[Records from a data collection]

☆ ☆ ☆ ☆

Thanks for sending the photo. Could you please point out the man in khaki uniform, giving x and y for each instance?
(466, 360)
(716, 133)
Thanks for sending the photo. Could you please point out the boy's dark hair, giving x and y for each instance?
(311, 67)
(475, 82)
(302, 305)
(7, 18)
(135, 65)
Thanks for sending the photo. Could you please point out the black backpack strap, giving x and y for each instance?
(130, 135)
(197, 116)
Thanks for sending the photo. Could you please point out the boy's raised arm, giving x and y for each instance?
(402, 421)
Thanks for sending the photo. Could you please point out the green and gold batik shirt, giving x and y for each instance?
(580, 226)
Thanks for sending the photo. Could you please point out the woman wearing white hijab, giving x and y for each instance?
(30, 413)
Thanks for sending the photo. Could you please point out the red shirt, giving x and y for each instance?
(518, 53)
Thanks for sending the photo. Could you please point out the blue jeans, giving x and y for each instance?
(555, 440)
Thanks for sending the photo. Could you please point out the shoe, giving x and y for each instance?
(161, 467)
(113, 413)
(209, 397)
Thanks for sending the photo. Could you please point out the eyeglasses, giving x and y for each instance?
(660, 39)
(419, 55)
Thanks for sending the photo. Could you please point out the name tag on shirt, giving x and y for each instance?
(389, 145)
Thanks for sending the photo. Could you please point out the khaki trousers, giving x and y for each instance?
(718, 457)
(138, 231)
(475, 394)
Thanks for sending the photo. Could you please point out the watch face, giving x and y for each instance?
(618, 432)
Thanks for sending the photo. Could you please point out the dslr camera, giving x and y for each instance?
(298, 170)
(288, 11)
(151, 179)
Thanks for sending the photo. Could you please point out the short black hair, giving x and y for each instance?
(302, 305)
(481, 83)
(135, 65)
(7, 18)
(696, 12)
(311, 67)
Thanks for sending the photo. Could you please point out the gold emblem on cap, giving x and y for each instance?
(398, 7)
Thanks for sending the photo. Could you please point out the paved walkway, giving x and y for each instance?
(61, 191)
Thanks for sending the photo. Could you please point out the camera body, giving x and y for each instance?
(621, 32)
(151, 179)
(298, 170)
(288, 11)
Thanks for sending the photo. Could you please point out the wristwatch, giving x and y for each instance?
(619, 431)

☆ ☆ ☆ ☆

* Task
Write out every line from the records above, word for word.

* Solution for this exercise
Thanks for sending the photo. Could you please point out the man in khaki uniform, giving x and y for each instance?
(466, 360)
(716, 133)
Thanks for sending the photo. Could you please point out the boy's dark hair, giving x and y for each instance?
(311, 67)
(475, 82)
(302, 305)
(7, 18)
(135, 65)
Thanks for sending the photo. Could you please point out the black backpack strap, giving x and y for each instance?
(130, 135)
(197, 116)
Thanks for sending the photo. Could you please point out the boy's raised arm, giving x and y for each instance?
(402, 421)
Thanks for sending the photo. Could you please point out the green and gold batik shirt, giving x and y for each instance?
(580, 226)
Thanks for sending the photo. Could you please point out the woman wearing white hijab, giving x and y for each instance?
(30, 413)
Thanks for sending the photo. Could you please point out the red shirt, giving x and y for each instance?
(518, 53)
Thanks for sending the photo. Could you please point out the blue jeans, giving x and y for each instance?
(555, 440)
Thanks for sending the photo. Could you please point out the shoe, giving x and y for each instance?
(161, 467)
(113, 413)
(209, 397)
Thanks for sending the photo. Could you please point out the eyeglasses, giving x and y for each instance?
(660, 39)
(419, 55)
Thanks for sending the photo. Could you please point out the name tag on shirt, giving x and y for each instance?
(389, 145)
Thanks for sending the photo. Could you please point out the khaki trousers, giving x and y for each instance?
(718, 457)
(138, 231)
(475, 394)
Thanks for sending the photo. Could you please point out the watch face, giving x and y for each instance?
(618, 432)
Thanks for sending the photo. Could you please point out the dslr camera, giving x and y for each instance?
(298, 170)
(288, 11)
(151, 179)
Thanks for sending the photo. Could you please point out the short black hair, giving x and y for each instance?
(302, 305)
(481, 83)
(135, 65)
(7, 18)
(696, 12)
(311, 67)
Thanks for sending the photo. Could you please point out the gold emblem on cap, giving x and y for each instance?
(398, 7)
Thanks for sending the photo. Could you please point out the paved walkway, giving x and y for each instance?
(61, 191)
Thanks for sending the photo. Could you please point out the camera body, giving x and y for each instance?
(621, 32)
(151, 179)
(298, 170)
(288, 11)
Thanks for sending the photo. Could you please point out the wristwatch, giving x and y for each instance?
(619, 431)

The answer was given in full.